• Page text
____________________
DOMESTIC WORK: CONNECTING THE DOTS
What is common between Vasant Vihar and Kusumpuri Pahari? Vasant Vihar is among Delhi's classiest colonies and Kusumpuri Pahari is a chaotic slum which sticks out on a road nearby. Every morning swarms of men and women walk or cycle from Kusumpuri Pahari and other slums to upscale Vasant Vihar, Westend, Shanti Niketan and several middle class localities in between.
These are maids, drivers, guards, gardeners, cleaners, babysitters and an assortment of care givers. From masseurs to enema attendants and from cooks to physiotherapists, there are handymen, or women, for every conceivable service. Many services demand a close proximity, a daily connection, a relationship of sorts, between clients and service providers. Can life in Vasant Vihar ever be safe if the maids and care givers suffer from deadly diseases or if there is dengue and meningitis in their tenements? It matters for us and our children if our service providers are clean, healthy and in good frame of mind. So the smartest investment the residents of Vasant Vihar can make in their own well-being is to ensure that the slum in the backyard is free from filth and squalor and the inhabitants get clean drinking water.
However, the reality is different because the educated, upper class Indians -- whose voices tend to get heard -- fail to connect the dots between us and them, our children and their children. It is not just the government or the municipalities but also the better-off PLUs (people like us) who are instrumental in denying dignity to a vast underclass, as if by default. Nothing typifies this us-and-them-paradigm better than our relationships with our domestic workers. While we want the best safety, security and services for our children, we are at best indifferent to those of our domestic workers. We at Common Cause believe that improving the working conditions of domestic workers is a policy imperative whose time has come. A resurgent and democratic India cannot afford to deny citizenship to a vast majority of its people.
Is It Work Like Any Other?
What is missing in domestic work sector, first and foremost, is a recognition that it is work. Once we recognise it as a valid economic activityat the bottom of the pyramid, we begin to see its contribution in the nation's growth. It helps the economy because every extra buck earned - and spent - creates further demand for goods and services leading to more employment generation.Domestic work is both an enabling reason for, and a consequence of, rising middle class incomes. The double-income families would not be so without someone doing the chores or caring for the kids and the elderly. It empowers both sides and boosts Gross National Happiness by easing work-family-life tensions!
We know that many maids and drivers earn admiration and are treated with respect. However, the limits to this 'relationship' are fairly clear: It's never an employee-employer relationship with rights, benefits or entitlements. It is true that a large number of employers are kind to their workers but this issue is not about charity or kindness. It is about self-respect, equality of opportunities, human dignity and citizenship.
In India, domestic workers are never recognised as workers, professionals or service providers. They mostly go by the label of 'servant' which suggests that their duty is to serve (the master). They lack physical or legal protection because they work in others' houses without written contracts. Their dismal, and often dangerous, working conditions, long hours and low wages make them modern-day slaves. The UN protocol on slavery includes factors like coercion, deception, trafficking and control over another person's life for exploitation. This issue of Common Cause explores if together we can make a difference and provide safety, security, dignity and justice to fellow citizens who work for us.
____________________
[Stored items]
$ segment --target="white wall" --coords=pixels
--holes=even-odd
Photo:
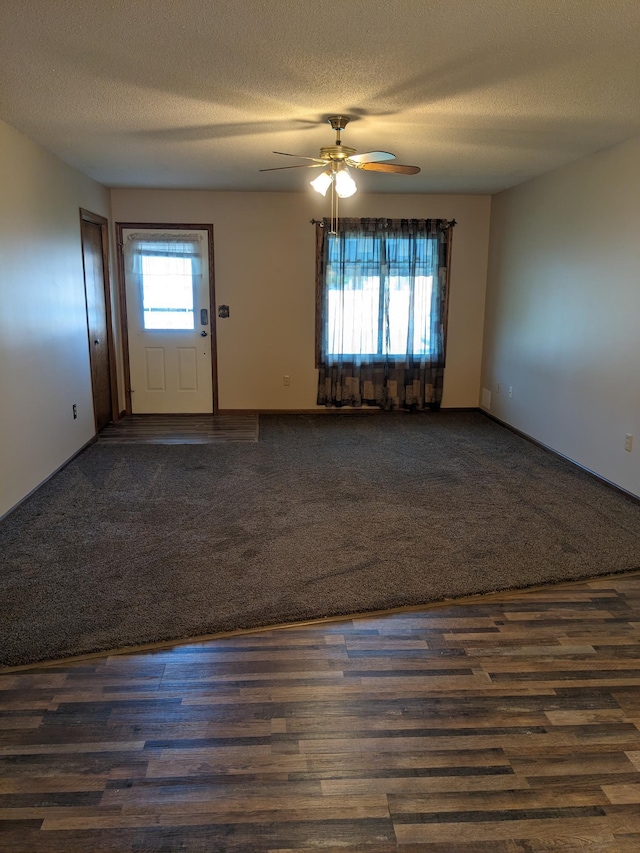
[[[313,193],[127,190],[111,193],[116,222],[213,223],[221,409],[316,406],[315,229],[329,213]],[[370,195],[346,216],[456,219],[443,406],[477,406],[489,236],[488,196]],[[291,377],[284,387],[283,375]]]
[[[0,516],[95,432],[80,207],[108,191],[0,122]]]
[[[493,198],[482,386],[496,417],[640,496],[639,190],[635,138]]]

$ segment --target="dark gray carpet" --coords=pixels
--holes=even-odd
[[[479,413],[93,445],[0,525],[20,664],[640,566],[640,506]]]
____________________
Please say whether each statement agrees with the article on domestic work, answering yes or no and quoting the words of the article that decide it: (a) Kusumpuri Pahari is described as a chaotic slum. (b) Domestic workers in India usually work under written contracts. (c) The issue of domestic workers' conditions is about charity or kindness. You won't need the items for anything here.

• Result for this exercise
(a) Yes: "Kusumpuri Pahari is a chaotic slum which sticks out on a road nearby."
(b) No: "they work in others' houses without written contracts."
(c) No: "this issue is not about charity or kindness."